*EXERCISE*. The task calls for every line of the data to be repeated exactly.

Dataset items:

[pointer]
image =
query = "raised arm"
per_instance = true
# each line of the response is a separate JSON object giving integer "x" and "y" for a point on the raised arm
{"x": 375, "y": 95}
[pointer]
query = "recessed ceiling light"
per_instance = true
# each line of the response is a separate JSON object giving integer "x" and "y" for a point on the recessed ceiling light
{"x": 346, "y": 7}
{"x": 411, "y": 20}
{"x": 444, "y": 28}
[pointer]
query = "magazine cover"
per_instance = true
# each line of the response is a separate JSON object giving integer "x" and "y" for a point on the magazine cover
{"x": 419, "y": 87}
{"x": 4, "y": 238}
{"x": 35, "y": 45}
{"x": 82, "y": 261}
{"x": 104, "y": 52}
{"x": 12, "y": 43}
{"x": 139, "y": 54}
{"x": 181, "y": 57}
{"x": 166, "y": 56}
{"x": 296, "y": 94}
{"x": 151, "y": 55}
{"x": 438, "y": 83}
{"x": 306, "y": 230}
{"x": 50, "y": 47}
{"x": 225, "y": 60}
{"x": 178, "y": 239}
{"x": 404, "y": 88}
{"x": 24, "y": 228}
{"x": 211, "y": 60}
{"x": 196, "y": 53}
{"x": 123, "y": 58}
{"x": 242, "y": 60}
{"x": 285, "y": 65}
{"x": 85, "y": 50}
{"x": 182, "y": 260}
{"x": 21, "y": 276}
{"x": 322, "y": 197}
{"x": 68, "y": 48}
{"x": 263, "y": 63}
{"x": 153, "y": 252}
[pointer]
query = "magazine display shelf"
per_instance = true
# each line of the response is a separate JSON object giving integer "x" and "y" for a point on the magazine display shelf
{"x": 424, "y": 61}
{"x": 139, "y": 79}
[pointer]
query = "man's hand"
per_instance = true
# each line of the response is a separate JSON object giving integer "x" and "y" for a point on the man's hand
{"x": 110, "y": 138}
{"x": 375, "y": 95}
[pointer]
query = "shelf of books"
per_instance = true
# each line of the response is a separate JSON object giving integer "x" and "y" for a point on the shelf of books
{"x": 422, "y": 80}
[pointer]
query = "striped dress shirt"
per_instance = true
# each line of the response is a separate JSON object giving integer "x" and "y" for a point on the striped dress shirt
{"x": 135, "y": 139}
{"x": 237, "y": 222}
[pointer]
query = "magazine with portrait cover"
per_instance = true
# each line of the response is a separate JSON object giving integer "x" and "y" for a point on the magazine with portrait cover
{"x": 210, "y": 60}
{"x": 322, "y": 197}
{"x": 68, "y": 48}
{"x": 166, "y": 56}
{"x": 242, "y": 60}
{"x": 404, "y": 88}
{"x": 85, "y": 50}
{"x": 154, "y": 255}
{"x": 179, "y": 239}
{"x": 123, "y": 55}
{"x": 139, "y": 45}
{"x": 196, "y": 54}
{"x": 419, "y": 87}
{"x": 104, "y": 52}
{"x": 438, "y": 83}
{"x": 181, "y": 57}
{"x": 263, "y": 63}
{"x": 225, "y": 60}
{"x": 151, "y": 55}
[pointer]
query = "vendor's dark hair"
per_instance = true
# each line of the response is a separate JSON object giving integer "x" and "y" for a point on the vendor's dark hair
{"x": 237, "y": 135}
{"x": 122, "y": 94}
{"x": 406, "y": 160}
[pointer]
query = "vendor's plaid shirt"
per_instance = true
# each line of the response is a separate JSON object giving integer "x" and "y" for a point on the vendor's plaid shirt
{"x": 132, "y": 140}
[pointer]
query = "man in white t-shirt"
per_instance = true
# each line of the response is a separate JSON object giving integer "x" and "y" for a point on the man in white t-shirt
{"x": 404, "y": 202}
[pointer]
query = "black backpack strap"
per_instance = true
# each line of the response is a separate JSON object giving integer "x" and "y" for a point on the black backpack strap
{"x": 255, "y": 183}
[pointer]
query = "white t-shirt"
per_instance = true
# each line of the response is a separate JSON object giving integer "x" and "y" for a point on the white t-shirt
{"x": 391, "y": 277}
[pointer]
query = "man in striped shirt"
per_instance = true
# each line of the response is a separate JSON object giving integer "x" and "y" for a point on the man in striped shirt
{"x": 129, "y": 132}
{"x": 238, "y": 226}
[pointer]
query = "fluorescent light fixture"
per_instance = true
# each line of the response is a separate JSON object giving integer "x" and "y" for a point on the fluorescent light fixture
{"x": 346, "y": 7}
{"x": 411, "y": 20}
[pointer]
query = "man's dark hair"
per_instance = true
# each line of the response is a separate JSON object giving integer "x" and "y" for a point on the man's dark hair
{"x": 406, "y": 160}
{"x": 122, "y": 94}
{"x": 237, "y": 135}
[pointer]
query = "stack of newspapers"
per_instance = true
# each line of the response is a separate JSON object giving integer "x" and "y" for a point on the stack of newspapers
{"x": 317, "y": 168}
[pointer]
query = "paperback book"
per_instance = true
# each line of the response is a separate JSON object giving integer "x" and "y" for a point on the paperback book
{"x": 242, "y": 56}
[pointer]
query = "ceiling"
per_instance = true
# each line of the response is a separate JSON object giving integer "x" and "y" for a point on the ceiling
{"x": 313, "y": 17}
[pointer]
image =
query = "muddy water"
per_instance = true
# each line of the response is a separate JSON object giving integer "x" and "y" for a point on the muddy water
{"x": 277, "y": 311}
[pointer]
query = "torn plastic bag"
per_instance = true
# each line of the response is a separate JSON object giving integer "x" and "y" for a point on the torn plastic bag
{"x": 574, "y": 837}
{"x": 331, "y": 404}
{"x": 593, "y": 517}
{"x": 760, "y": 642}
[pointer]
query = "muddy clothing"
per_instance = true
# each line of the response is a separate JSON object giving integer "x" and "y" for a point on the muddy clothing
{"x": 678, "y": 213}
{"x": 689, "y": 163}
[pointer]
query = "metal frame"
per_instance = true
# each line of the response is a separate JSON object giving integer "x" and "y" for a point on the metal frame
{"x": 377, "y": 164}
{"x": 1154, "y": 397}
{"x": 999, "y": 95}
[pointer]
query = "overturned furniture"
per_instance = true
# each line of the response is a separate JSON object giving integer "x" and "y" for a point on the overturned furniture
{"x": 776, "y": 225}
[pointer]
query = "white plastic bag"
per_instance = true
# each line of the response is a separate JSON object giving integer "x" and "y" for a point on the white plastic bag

*SOLVED EXERCISE*.
[pointer]
image =
query = "raised arm"
per_instance = true
# each line of the response is a separate JSON object giving integer "x" and "y" for a point on the raised arm
{"x": 375, "y": 95}
[pointer]
query = "recessed ceiling light"
per_instance = true
# each line of the response is a separate JSON object giving integer "x" and "y" for a point on the recessed ceiling light
{"x": 346, "y": 7}
{"x": 411, "y": 20}
{"x": 444, "y": 28}
[pointer]
query = "magazine cover"
per_instance = true
# each line of the response is a separate JSON object giving integer "x" and "y" for a point on the magazine cover
{"x": 419, "y": 87}
{"x": 4, "y": 238}
{"x": 35, "y": 45}
{"x": 82, "y": 261}
{"x": 104, "y": 52}
{"x": 12, "y": 43}
{"x": 139, "y": 54}
{"x": 181, "y": 57}
{"x": 166, "y": 56}
{"x": 296, "y": 94}
{"x": 151, "y": 55}
{"x": 438, "y": 83}
{"x": 306, "y": 230}
{"x": 50, "y": 47}
{"x": 225, "y": 60}
{"x": 178, "y": 239}
{"x": 404, "y": 88}
{"x": 24, "y": 228}
{"x": 211, "y": 60}
{"x": 196, "y": 53}
{"x": 123, "y": 58}
{"x": 242, "y": 60}
{"x": 285, "y": 65}
{"x": 85, "y": 50}
{"x": 182, "y": 260}
{"x": 21, "y": 276}
{"x": 322, "y": 197}
{"x": 68, "y": 48}
{"x": 263, "y": 63}
{"x": 153, "y": 252}
[pointer]
query = "magazine display shelf"
per_instance = true
# each line of the response is a separate JSON object giving integer "x" and "y" for a point on the magazine display shelf
{"x": 424, "y": 61}
{"x": 139, "y": 79}
[pointer]
query = "man's hand"
per_instance = true
# each line of the response is a separate JSON object giving integer "x" and "y" for a point on the man's hand
{"x": 110, "y": 138}
{"x": 375, "y": 95}
[pointer]
query = "shelf of books"
per_instance = true
# each line of the response is a separate JSON object giving integer "x" and "y" for a point on the shelf of books
{"x": 422, "y": 80}
[pointer]
query = "striped dress shirt"
per_instance = true
# each line of the response is a separate JSON object giving integer "x" and "y" for a point on the striped dress shirt
{"x": 135, "y": 139}
{"x": 237, "y": 222}
[pointer]
query = "magazine with portrait cover"
per_instance = true
# each line of the response is a separate JSON object giving integer "x" and "y" for a point on the magazine with portrait cover
{"x": 210, "y": 60}
{"x": 322, "y": 197}
{"x": 68, "y": 48}
{"x": 166, "y": 56}
{"x": 242, "y": 60}
{"x": 404, "y": 88}
{"x": 85, "y": 50}
{"x": 154, "y": 255}
{"x": 179, "y": 239}
{"x": 123, "y": 55}
{"x": 139, "y": 45}
{"x": 196, "y": 54}
{"x": 419, "y": 87}
{"x": 104, "y": 52}
{"x": 438, "y": 83}
{"x": 181, "y": 57}
{"x": 263, "y": 63}
{"x": 225, "y": 60}
{"x": 151, "y": 55}
[pointer]
query = "vendor's dark hair"
per_instance = true
# each line of the response is a separate JSON object giving integer "x" and "y" for a point on the vendor's dark hair
{"x": 237, "y": 135}
{"x": 122, "y": 94}
{"x": 406, "y": 160}
[pointer]
query = "vendor's plaid shirt"
per_instance = true
# each line of the response is a separate JSON object giving integer "x" and "y" for a point on the vendor's plaid shirt
{"x": 132, "y": 140}
[pointer]
query = "man in white t-shirt"
per_instance = true
# each line of the response is a separate JSON object giving integer "x" and "y" for a point on the man in white t-shirt
{"x": 404, "y": 202}
[pointer]
query = "black backpack strap"
per_instance = true
# each line of the response is a separate JSON object giving integer "x" and "y" for a point on the black backpack strap
{"x": 255, "y": 183}
[pointer]
query = "white t-shirt"
per_instance = true
# each line of the response is a separate JSON object giving integer "x" and "y" for a point on the white t-shirt
{"x": 391, "y": 277}
[pointer]
query = "man in striped shirt"
per_instance = true
# each line of the response is a separate JSON object giving integer "x" and "y" for a point on the man in striped shirt
{"x": 129, "y": 132}
{"x": 238, "y": 226}
[pointer]
query = "fluorescent light fixture"
per_instance = true
# each line of the response is a separate JSON object giving integer "x" and "y" for a point on the fluorescent light fixture
{"x": 346, "y": 7}
{"x": 411, "y": 20}
[pointer]
query = "man's dark hair"
per_instance = true
# each line of the response is a separate JSON object giving integer "x" and "y" for a point on the man's dark hair
{"x": 406, "y": 160}
{"x": 122, "y": 94}
{"x": 237, "y": 135}
[pointer]
query = "stack of newspapers"
per_instance = true
# each line of the response is a separate JSON object giving integer "x" and "y" for a point on the stack of newspapers
{"x": 317, "y": 168}
[pointer]
query = "paperback book"
per_instance = true
# each line of the response is a separate JSON object giving integer "x" and "y" for a point on the paperback book
{"x": 242, "y": 56}
[pointer]
query = "ceiling"
per_instance = true
# each line of the response is a separate JSON object giving integer "x" and "y" for a point on the ceiling
{"x": 313, "y": 17}
[pointer]
image =
query = "muddy water"
per_instance = true
# each line of the response is a separate JSON object giving integer "x" and "y" for a point on the muddy water
{"x": 277, "y": 311}
[pointer]
query = "torn plastic bag"
per_instance = true
# each line of the response is a separate JSON object giving integer "x" and "y" for a point on the torn plastic bag
{"x": 574, "y": 837}
{"x": 331, "y": 404}
{"x": 593, "y": 517}
{"x": 760, "y": 642}
[pointer]
query = "muddy clothing"
per_instance = true
# each line of the response is a separate JSON object giving integer "x" and "y" for a point on the muddy clothing
{"x": 678, "y": 213}
{"x": 689, "y": 163}
[pointer]
query = "metal frame"
per_instance = true
# each line of the response is a separate JSON object giving integer "x" and "y" for a point on the metal frame
{"x": 377, "y": 164}
{"x": 1154, "y": 397}
{"x": 999, "y": 95}
[pointer]
query = "overturned furniture"
per_instance = true
# each line of the response is a separate JSON object giving integer "x" and "y" for a point on the overturned furniture
{"x": 776, "y": 225}
[pointer]
query = "white plastic bag"
per_instance = true
# each line of the response is a separate JSON object giving integer "x" and "y" for a point on the white plastic bag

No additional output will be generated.